Swap every "Acceptance check" in the items below for "Quality check", and leave all other text as it is.

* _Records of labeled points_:
_ _ _ _ _ _ _
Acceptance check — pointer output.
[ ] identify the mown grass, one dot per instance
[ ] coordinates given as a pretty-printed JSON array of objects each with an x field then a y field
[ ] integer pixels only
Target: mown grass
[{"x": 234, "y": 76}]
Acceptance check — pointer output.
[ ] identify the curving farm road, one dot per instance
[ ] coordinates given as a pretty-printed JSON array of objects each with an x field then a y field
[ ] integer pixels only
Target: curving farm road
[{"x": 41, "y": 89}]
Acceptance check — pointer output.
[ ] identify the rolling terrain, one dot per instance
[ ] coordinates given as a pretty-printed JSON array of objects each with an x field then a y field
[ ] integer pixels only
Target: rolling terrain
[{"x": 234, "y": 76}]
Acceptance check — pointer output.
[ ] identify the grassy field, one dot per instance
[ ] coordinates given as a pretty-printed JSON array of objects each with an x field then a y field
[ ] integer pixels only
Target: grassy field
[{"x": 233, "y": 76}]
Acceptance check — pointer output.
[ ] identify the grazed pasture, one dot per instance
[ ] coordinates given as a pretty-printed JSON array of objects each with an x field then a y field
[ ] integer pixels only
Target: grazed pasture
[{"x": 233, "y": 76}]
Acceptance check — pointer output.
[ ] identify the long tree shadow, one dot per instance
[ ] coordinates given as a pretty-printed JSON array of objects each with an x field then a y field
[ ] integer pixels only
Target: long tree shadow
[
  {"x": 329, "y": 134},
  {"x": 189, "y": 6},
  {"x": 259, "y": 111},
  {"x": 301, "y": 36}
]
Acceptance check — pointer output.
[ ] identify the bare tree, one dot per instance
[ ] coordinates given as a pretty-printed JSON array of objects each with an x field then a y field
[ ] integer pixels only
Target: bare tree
_ _ _ _ _ _ _
* _Task output_:
Quality check — pointer output.
[ ] identify the mown grass, one dot per instance
[ ] coordinates given as a pretty-printed JSON array of objects each with an x field then a y field
[ ] integer pixels only
Target: mown grass
[{"x": 234, "y": 76}]
Quality check — pointer output.
[ ] identify the curving farm road, one dot per instance
[ ] coordinates given as a pretty-printed JSON array of objects each with an x field then a y field
[ ] integer pixels only
Target: curving farm road
[{"x": 41, "y": 89}]
Quality check — pointer output.
[ ] identify the rolling terrain, one dot per instance
[ ] coordinates given as a pretty-printed JSON array of objects each with an x field then a y field
[ ] integer pixels only
Target: rolling terrain
[{"x": 234, "y": 76}]
Quality check — pointer output.
[ ] identify the grassy field, one dot per instance
[ ] coordinates given as a pretty-printed JSON array of objects each with an x field then a y field
[ ] integer pixels only
Target: grassy field
[{"x": 233, "y": 76}]
Quality check — pointer output.
[ ] identify the grazed pasture, one dot per instance
[ ] coordinates given as a pretty-printed JSON array of objects each with an x field then a y field
[ ] integer pixels only
Target: grazed pasture
[{"x": 233, "y": 76}]
Quality check — pointer output.
[ ] identify the long tree shadow, one dot per instance
[ ] coordinates given as a pretty-printed JSON array of objects each with an x field then a y field
[ ] integer pixels only
Target: long tree shadow
[
  {"x": 329, "y": 134},
  {"x": 189, "y": 6},
  {"x": 259, "y": 111},
  {"x": 301, "y": 36}
]
Quality check — pointer output.
[ ] identify the bare tree, one dot per instance
[ ] coordinates given as a pretty-printed JSON array of objects each with an x field then a y field
[ ] integer pixels only
Target: bare tree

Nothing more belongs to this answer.